-- START OF Quoted passage --
Had a very interesting conversation yesterday with a large international telecommunications company.
And the topic?
Getting better at storage management.
And I won't bore you with the pedantic discussion -- but I was able to share some interesting perspectives that they found valuable -- at least, they were polite enough to say so ;-)
A Few Disclaimers
I have never managed a truly large storage environment. But I've talked to perhaps over a thousand different people who do, as well as several dozen people who consult on this topic for a living, many who work for EMC.
Also, size matters. This particular discussion is about ginormous scale -- these guys are in the multi-petabyte club, and show no signs of slowing down.
We're not talking about Web 2.0 cloud-ish things either. We're talking about enormous portfolios of traditional applications that support the business.
And, surprisingly, this particular discusssion is pretty much technology and vendor agnostic.
Start With Context
I spent a few moments laying out a context to help them visualize the situation. No answers here, just things to consider.
First element: information will continue to grow faster than media costs decline. There seems to be no practical way out of this trap. A safe prediction? You'll probably spend more on storage with every passing year.
Which makes the discussion about efficient spend, rather than lowering the overall number.
Second element: storage technology is changing -- and very fast. The best answers from a few years ago aren't the best answers today, and the best answers today won't be optimal in three years time.
There's an enormous amount of R+D and innovation in this space, so you should be thinking about rapid technological change, rather than slow and predictable.
Third element: you're housing the corporation's wealth -- information. Which means that the "storage guys" will find themselves at ground zero of many more interesting corporate initiatives: compliance, security, entering new markets, green, et. al.
-- END OF Quoted passage --
-- START OF Recorded data --
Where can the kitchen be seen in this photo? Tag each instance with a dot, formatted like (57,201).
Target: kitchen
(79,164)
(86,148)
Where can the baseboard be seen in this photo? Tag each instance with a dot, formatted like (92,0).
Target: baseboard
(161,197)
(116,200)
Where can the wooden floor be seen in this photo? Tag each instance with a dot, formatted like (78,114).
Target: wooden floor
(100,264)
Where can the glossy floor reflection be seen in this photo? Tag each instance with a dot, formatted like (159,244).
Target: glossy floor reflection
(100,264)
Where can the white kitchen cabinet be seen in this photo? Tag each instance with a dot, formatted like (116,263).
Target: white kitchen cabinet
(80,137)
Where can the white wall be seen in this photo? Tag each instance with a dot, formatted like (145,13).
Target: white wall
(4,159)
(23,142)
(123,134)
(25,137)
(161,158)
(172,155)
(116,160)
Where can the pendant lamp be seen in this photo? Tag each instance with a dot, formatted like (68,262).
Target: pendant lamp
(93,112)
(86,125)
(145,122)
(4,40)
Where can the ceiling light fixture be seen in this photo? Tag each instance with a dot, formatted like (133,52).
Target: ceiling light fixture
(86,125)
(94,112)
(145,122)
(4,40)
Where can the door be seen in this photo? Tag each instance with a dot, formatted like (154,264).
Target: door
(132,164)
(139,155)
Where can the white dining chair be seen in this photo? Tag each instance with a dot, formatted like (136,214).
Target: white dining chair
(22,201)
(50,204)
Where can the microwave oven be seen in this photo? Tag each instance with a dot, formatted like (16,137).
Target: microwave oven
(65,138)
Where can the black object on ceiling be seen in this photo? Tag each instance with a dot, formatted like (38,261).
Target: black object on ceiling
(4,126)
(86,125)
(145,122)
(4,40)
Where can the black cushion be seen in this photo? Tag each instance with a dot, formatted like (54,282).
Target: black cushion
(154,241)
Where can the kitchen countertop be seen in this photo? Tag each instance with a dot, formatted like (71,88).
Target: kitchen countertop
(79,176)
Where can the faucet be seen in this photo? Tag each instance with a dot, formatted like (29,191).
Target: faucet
-- END OF Recorded data --
What is required: Take the post on large-scale storage management further, starting after its last sentence.

Solved problem:
Put another way: you'll be going to a lot of meetings.
Fourth element: building a storage management function is hard. Really hard.I have met more than a few people who think they've cracked the code, and -- even then -- they're always looking for better answers.
Why? The problem gets bigger every year, there are new requirements every year, and there are new potential solutions every year.
Common Traps
I spent a good deal of time on what I saw were the common time-wasting, dead-end traps that I saw people getting into. I wanted to identify and warn them of the traps I've seen over and over.
First, good technology won't mask poor process.
If you can't figure out how to manage storage effectively using manual processes, the slickest storage resource management automated doohickey won't save your skin. This is effect is not limited to storage, it's generally applicable to IT in general: you can't automate a process that doesn't exist.
Define your processes, your org structure, your workflows -- and *then* go shopping for a cool tool or two. BTW, when it comes to SRM, EMC has a rather unique point of view: we were early into this market, offer what's perhaps the most robust set of tools (ControlCenter), and enjoy more than our fair share of this market.
All that being said, I have been on more than a few sales calls where customers were complaining loudly about ControlCenter, and storage management. More often than not, when I start asking a few questions about their process and organization, the answers come back a bit weak. I believe it''s an unrealistic expectation that any management software will mask poor organizational effectiveness.
However, such software can serve as a rallying point for a broader organizational and process redesign -- that seems to work pretty well, in my experience.
Second, speed matters more than cost to most businesses.
When the business wants something done, there's usually a good case for "now" rather than "three months from now". I see far more process and org design biased towards that speed and flexibility design point, followed (of course) by cost, service levels, etc.
Most dysfunctional processes I've seen have been sequential processes. A provisioning request goes from group to group linearly, and may loop around a few times.
The example I gave was travel. I call the airline, I want to fly to Las Vegas.
I don't have to wait for the airline to find a plane, hire and train a pilot, arrange for fueling, etc. etc. I want to get there, and get there fast. I expect that the flight will be cost effective, reliable, etc. -- those are table stakes. Start thinking more like an airline, and less like fiefdoms.
Third, the 80/20 rule applies in spades here.
I have seen very robust processes designed with tier 1, super-HA, ultra-critical applications in mind. And then I go look at their provisioning backlog, and the majority of the requests aren't for that, it's for day-to-day stuff that isn't particularly sensitive to those sorts of things.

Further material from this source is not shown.